(Records for this task):

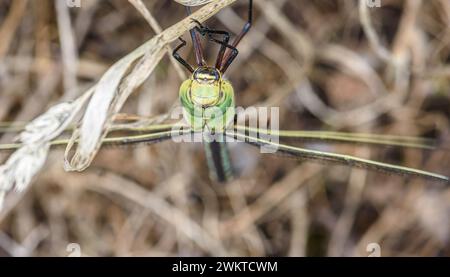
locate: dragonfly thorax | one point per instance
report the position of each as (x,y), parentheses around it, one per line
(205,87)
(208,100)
--
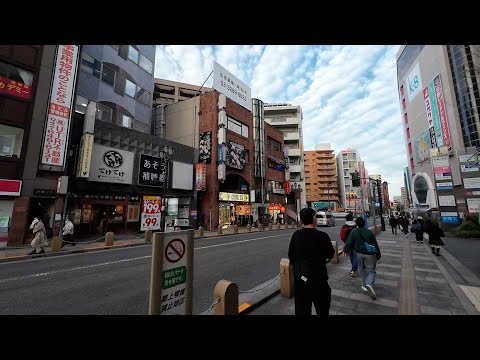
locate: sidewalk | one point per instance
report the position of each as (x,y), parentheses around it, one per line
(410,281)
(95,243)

(Your task): Can you show every line of the records that contains the string "locate"? Copy each such line in full, and treat uppercase and lowercase as different.

(Solution to the exercise):
locate: dragonfly thorax | one point per instance
locate: sidewalk | one point per instance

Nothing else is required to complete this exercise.